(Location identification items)

-- BEGIN --

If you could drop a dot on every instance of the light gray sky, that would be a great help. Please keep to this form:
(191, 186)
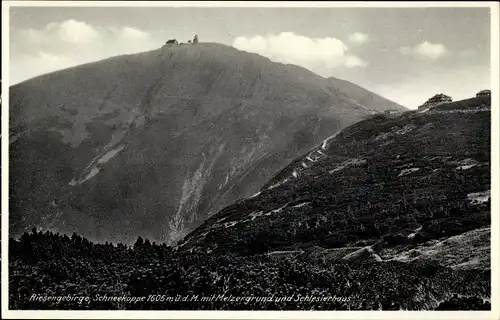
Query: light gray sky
(404, 54)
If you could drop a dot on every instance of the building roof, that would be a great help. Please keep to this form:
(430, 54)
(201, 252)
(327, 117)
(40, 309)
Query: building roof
(484, 91)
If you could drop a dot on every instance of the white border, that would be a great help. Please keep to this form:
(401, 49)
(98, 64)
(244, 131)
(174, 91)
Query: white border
(495, 190)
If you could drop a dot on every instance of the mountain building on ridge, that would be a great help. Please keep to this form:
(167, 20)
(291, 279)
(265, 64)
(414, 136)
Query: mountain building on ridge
(436, 100)
(484, 93)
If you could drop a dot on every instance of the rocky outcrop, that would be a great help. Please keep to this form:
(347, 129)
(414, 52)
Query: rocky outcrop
(484, 93)
(436, 100)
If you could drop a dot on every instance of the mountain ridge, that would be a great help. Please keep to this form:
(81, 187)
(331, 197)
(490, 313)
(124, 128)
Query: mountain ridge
(165, 137)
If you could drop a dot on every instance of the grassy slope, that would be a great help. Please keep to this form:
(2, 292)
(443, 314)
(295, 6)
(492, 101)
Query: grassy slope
(199, 126)
(407, 175)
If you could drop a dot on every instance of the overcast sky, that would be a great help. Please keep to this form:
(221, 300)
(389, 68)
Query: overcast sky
(404, 54)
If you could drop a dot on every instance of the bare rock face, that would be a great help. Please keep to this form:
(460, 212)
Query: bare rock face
(152, 144)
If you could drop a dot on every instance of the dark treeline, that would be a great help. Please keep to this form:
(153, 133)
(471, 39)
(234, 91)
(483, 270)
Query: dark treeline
(55, 265)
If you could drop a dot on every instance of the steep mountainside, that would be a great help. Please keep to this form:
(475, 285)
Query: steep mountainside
(153, 143)
(388, 187)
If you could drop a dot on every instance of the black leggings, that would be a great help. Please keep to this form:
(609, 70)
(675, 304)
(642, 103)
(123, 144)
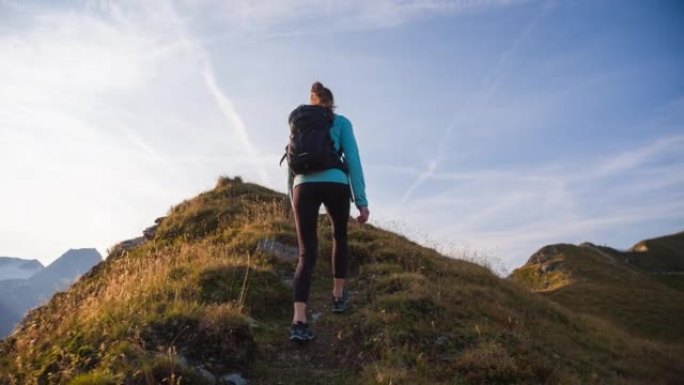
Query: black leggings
(307, 199)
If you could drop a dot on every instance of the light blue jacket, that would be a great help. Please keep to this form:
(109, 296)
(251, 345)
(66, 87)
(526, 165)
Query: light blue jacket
(342, 135)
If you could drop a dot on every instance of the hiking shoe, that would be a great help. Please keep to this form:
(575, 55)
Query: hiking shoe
(300, 332)
(341, 304)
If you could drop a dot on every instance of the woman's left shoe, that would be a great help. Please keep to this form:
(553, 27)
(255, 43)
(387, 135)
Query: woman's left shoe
(301, 332)
(341, 304)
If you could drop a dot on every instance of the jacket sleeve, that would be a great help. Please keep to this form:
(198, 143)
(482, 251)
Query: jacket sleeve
(352, 157)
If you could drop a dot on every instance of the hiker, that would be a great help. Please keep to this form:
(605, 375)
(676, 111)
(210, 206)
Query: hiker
(333, 178)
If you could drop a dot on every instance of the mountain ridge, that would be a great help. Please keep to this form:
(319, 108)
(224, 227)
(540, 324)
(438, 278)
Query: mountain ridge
(21, 294)
(201, 302)
(608, 284)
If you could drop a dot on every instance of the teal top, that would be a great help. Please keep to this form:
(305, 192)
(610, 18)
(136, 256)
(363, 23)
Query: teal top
(342, 135)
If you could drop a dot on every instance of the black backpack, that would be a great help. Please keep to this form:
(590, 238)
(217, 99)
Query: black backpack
(311, 149)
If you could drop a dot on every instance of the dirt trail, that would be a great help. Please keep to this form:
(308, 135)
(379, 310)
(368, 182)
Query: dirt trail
(324, 360)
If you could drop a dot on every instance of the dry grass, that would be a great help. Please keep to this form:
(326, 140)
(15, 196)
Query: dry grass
(201, 295)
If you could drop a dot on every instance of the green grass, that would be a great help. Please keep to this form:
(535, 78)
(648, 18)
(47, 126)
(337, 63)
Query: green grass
(604, 286)
(200, 295)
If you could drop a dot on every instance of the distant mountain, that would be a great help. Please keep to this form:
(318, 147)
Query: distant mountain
(640, 290)
(21, 294)
(207, 300)
(17, 268)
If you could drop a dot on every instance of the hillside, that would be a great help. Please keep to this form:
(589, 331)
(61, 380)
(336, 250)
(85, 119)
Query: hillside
(612, 285)
(205, 301)
(16, 268)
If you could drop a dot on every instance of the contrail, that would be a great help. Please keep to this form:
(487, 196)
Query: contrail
(224, 104)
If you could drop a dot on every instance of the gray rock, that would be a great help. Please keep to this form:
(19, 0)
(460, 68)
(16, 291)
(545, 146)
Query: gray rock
(207, 375)
(233, 379)
(282, 252)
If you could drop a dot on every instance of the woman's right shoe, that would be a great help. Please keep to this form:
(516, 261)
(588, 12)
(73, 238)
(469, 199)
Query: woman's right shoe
(300, 332)
(341, 304)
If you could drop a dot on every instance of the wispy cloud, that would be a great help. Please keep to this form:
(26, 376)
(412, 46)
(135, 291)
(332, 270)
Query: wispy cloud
(509, 213)
(228, 109)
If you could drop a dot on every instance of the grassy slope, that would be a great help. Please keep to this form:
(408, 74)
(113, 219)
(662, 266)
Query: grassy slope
(597, 282)
(201, 295)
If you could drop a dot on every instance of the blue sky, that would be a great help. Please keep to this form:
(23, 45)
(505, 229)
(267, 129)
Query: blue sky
(487, 128)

-- END --

## Your objective:
Copy the items from the line with "the contrail, that" up to and including the last line, adding 23 to each number in the answer coordinates and leaving every other line unchanged.

## Reply to the exercise:
If you could drop a dot on every instance of the contrail, that would be a great help. Please keep to this form:
(487, 196)
Query: contrail
(247, 127)
If you could drop a dot on every instance of the gray rock, that would be a great help. Please keep to this form:
(19, 0)
(460, 68)
(16, 291)
(545, 146)
Query: gray rock
(230, 398)
(256, 402)
(305, 275)
If you could drop a dot on every instance of the woman's right shoe, that would be a great help. Please keep to this form:
(516, 261)
(588, 12)
(73, 238)
(469, 199)
Query: woman's right shoe
(323, 355)
(364, 327)
If you could drop a dot on every instance of the wispy cloud, that would be a great help. Please keep to this form:
(26, 376)
(412, 46)
(135, 291)
(332, 270)
Query: wispy cloud
(532, 236)
(251, 132)
If you could drop a dot on every instance of the grassy slope, that would be a great help. Please keep to this form:
(408, 74)
(113, 219)
(662, 266)
Query: grassy slope
(620, 305)
(224, 318)
If you could drop a dot on every instance of the blue sky, that would be a great help. Please keep to this form:
(23, 45)
(505, 229)
(267, 129)
Query: blue sky
(510, 151)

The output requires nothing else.